#### [Goals]
1. In the excerpt on the shoe articulation mechanism, through what angle may articulation assembly 30 swing when moving from the closed configuration to the open configuration, as shown in FIGS. 6 through 8?
2. Continue the excerpt on the shoe articulation mechanism from the point where it stops.

Lower surface 55b of neck 55 abuts, or at least substantially
abuts, slot sidewall 45b, thereby limiting any further downward
rotation of pin-side element 50 relative to socket-side element 40.
In this open configuration, the dimension of the gap in the
vicinity of protrusion 56 between biasing element 58 and the
remainder of body 52 is G3. If concavity 46b is deep enough, then
biasing element 58 may be unflexed such that G3 is equal to the
gap's nominal dimension G. Alternatively, if biasing element 58 is
flexed, such that pin 54 is biased against socket 44, then G3 will
be less than the nominal dimension, G.sub.n, and relative movement
between pin-side element 50 and socket-side element 40 may be
mitigated or even eliminated.
[0069] As shown in FIGS. 6 through 8, articulation assembly 30 may
swing through an angle of up to approximately 45 degrees when
moving from the closed configuration to the open configuration. As
would be apparent to a person of ordinary skill in the art, given
the benefit of this disclosure, articulation mechanism may also
swing through a smaller or greater angular range when moving from
the closed configuration to the open configuration. Various design
factors, such as the stiffness of the upper, the size of the
upper's opening, the height of the heel's counter, etc. may
influence the desired angle of rotation of the articulation
mechanism. Thus, for example, it may be desirable to have
articulation assembly 30 rotate through a relatively small angle of
approximately 10 or approximately 15 degrees if the upper is very
flexible or if the heel counter is low. Alternatively, it may be
desirable to have articulation assembly 30 rotate through a
relative large angle of approximately 80 or approximately 90
degrees if the heel counter is very high (as would be found in a
boot or a high top athletic shoe). Thus, in one embodiment, the
angle through which articulation assembly 30 sweeps from the open
configuration to the closed configuration may be up to
approximately 90 degrees. In another embodiment, the angle through
which articulation assembly 30 sweeps may be up to approximately 70
degrees. In other embodiments, the angle through which articulation
assembly 30 sweeps may be up to approximately 50 degrees, or more
narrowly up to approximately 30 degrees, or even more narrowly,
only up to approximately 20 degrees. Further, as would be apparent
to a person of ordinary skill in the art, given the benefit of this
disclosure, more than two concavities may be included in the
articulation mechanism, such that intermediate, positive-locking
configurations may be provided. Even further, as would be apparent
to a person of ordinary skill in the art, given the benefit of this
disclosure, protrusion 58 may be located on either pin-side element
50 or socket-side element 40 and concavities 46 may be located on
the other of the pin-side or socket-side element.
[0070] FIGS. 9 through 13 schematically illustrate another aspect
of the present invention. FIG. 9 is schematic perspective view of a
portion of pin-side element 50 pivotably joined to socket-side
element 40 according to this other aspect. FIGS. 10 and 11 are
schematic perspective views of portions of the socket-side element
40 and pin-side element 50, respectively. FIGS. 12 and 13 show
details of the cam mechanism. In the following description of the
aspect of the invention of FIGS. 9 through 13, features that are in
common with the aspect of the invention shown in FIGS. 1 through 8
are, for the most part, not discussed. Rather, the following
description focuses on those features that differ from the aspects
of the invention described in FIGS. 1 through 8.

#### [Information provided]
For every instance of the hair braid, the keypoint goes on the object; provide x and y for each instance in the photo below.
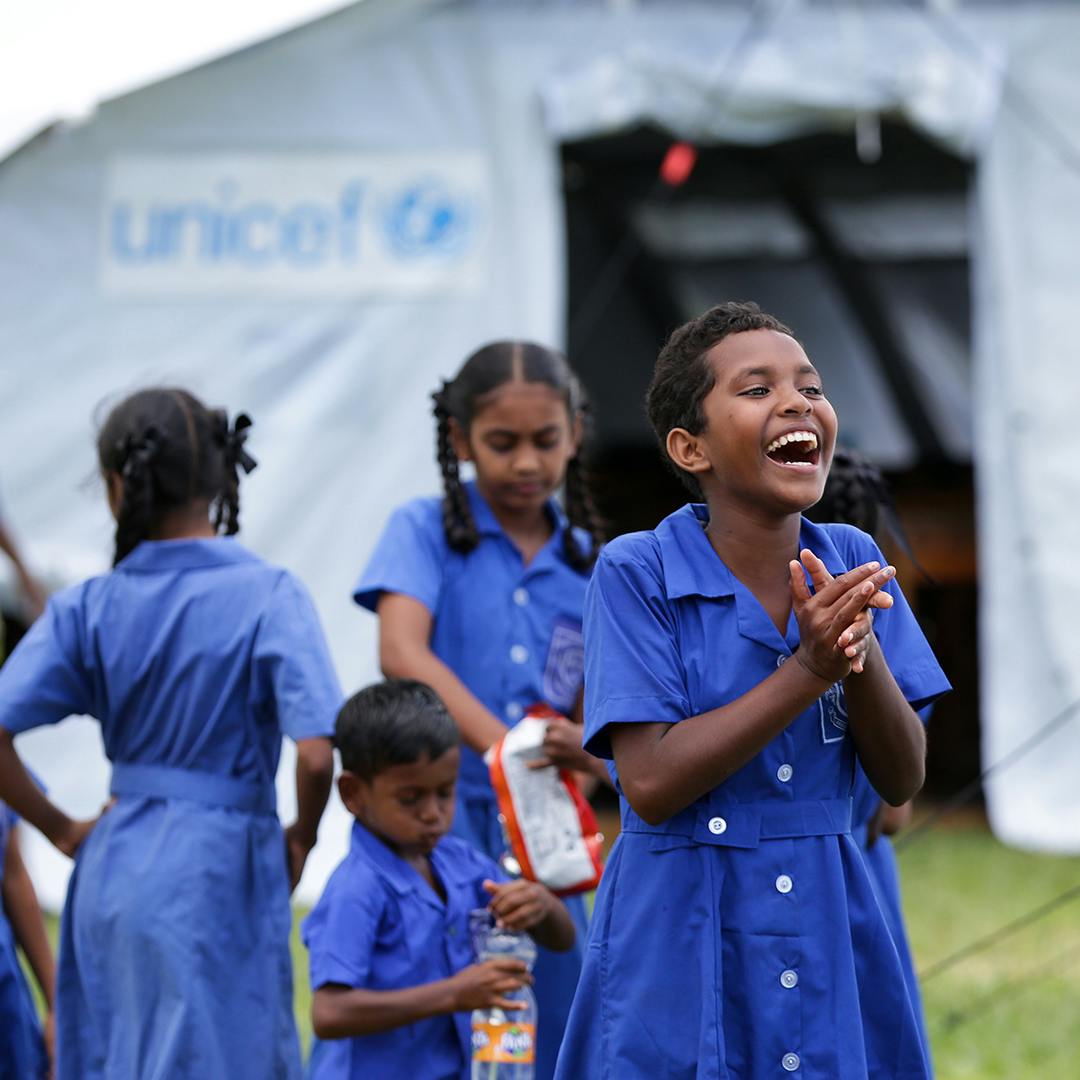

#### [Answers provided]
1. Up to approximately 45 degrees.

2.
[0071] According to this aspect of the present invention, the
protrusion is not free to displace relative to the remainder of the
associated first articulation member. Thus, when the protrusion
translates relative to the rotational axis of the cam member (the
second articulation member), the entire first articulation member
may be translationally displaced relative to the rotational axis of
the cam member. In one embodiment, as discussed below, the pin
associated with the first articulation member moves transversely
within the socket associated with the second articulation member as
the protrusion follows the cam surface. To accommodate this
transverse movement, the socket may be transversely elongated.
[0072] Referring to FIG. 9, pin-side element 50 is shown rotatably
coupled to socket-side element 40. Specifically, pin 54, having a
circular cross-section, has been inserted into socket 44, having an
elongated, non-circular cross-section. Protrusion 56 is shown
extending into second concavity 46b of the profiled cam surface
46.
[0073] Referring to FIG. 10, similar to the embodiment shown in
FIG. 3, socket-side element 40 includes a socket 44 lying parallel
to front surface 42a. However, in this embodiment, socket 44 has an
elongated, non-circular cross section.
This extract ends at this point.